• STORED ROWS:
*****

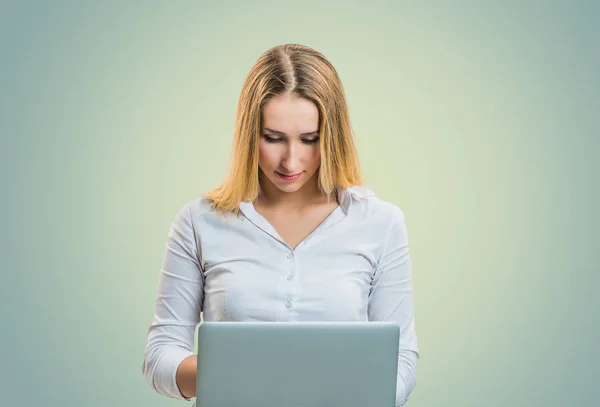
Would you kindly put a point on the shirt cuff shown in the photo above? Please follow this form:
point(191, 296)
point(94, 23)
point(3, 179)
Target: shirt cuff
point(166, 376)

*****

• TASK OBJECTIVE:
Rewrite the lines above as a JSON list of strings, one string per line, skipping any blank lines. Leave the picture out of your answer.

• COMPLETE ANSWER:
[
  "Would you kindly put a point on the shirt cuff shown in the photo above? Please follow this form:",
  "point(191, 296)",
  "point(94, 23)",
  "point(3, 179)",
  "Target: shirt cuff",
  "point(166, 376)"
]